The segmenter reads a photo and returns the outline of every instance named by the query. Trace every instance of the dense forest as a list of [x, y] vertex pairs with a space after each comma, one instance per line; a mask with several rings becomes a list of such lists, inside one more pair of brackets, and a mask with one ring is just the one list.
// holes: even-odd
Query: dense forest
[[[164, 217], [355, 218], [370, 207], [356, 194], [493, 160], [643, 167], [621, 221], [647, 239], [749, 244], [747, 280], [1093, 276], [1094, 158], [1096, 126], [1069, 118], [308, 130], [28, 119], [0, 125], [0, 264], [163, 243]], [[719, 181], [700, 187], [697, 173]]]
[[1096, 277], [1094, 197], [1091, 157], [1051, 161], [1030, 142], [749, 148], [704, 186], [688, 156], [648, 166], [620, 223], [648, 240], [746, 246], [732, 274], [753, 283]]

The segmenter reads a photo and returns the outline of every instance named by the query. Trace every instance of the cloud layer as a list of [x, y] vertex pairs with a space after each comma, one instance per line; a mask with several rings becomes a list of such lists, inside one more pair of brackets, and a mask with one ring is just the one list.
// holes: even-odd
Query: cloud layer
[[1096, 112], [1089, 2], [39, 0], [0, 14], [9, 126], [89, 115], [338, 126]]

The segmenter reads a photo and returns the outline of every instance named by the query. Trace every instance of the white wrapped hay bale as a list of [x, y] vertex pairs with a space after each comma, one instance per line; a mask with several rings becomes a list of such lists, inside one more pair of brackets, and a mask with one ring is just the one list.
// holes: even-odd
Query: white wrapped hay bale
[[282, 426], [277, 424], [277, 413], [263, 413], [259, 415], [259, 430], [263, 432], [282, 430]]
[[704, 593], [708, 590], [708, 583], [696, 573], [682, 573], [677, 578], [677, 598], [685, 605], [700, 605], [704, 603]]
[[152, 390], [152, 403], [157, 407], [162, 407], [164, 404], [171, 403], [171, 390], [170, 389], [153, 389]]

──────

* EXERCISE AIM
Could you copy out every line of the three items above, character for character, without changing anything?

* OUTPUT BELOW
The segmenter reads a photo and returns the outline of every instance named by the query. Trace every instance of the dense forest as a list of [x, y] vertex pairs with a space after each comma, one instance per line; a mask with several rings becomes a list of such lists, inside one more pair of brackets, and a mask with one ring is just the one list.
// holes: even-odd
Query: dense forest
[[[164, 217], [355, 218], [370, 207], [356, 194], [493, 160], [643, 167], [621, 221], [647, 239], [749, 244], [747, 280], [1093, 276], [1094, 158], [1096, 126], [1069, 118], [308, 130], [28, 119], [0, 125], [0, 264], [163, 243]], [[719, 181], [700, 187], [697, 173]]]
[[1096, 277], [1094, 197], [1091, 157], [1051, 161], [1030, 142], [749, 148], [704, 186], [688, 156], [648, 166], [620, 223], [648, 240], [746, 246], [732, 274], [753, 283]]

The segmenter reads a photo and returns the outline of every instance named by the query. Trace every instance of the cloud layer as a list of [x, y] vertex pairs with a space after each comma, one instance per line; a mask with several rings becomes a list of such lists, inside one more pair of brackets, and a mask with one ring is just the one list.
// holes: even-odd
Query: cloud layer
[[1096, 112], [1089, 2], [39, 0], [0, 14], [9, 126], [89, 115], [338, 126]]

The segmenter reads a photo and returns the outline of every instance named by the query. Trace every instance of the white wrapped hay bale as a list of [x, y] vertex pairs with a space after each comma, one instance per line; a mask with several rings becomes a list of such lists, inside one more pair of brackets, and a mask with one ring is just the one list.
// holes: even-odd
Query: white wrapped hay bale
[[282, 426], [277, 424], [277, 413], [263, 413], [259, 415], [259, 430], [263, 432], [282, 430]]
[[704, 593], [708, 590], [708, 583], [696, 573], [682, 573], [677, 578], [677, 598], [685, 605], [700, 605], [704, 603]]
[[152, 390], [152, 403], [157, 407], [162, 407], [164, 404], [171, 403], [171, 390], [170, 389], [153, 389]]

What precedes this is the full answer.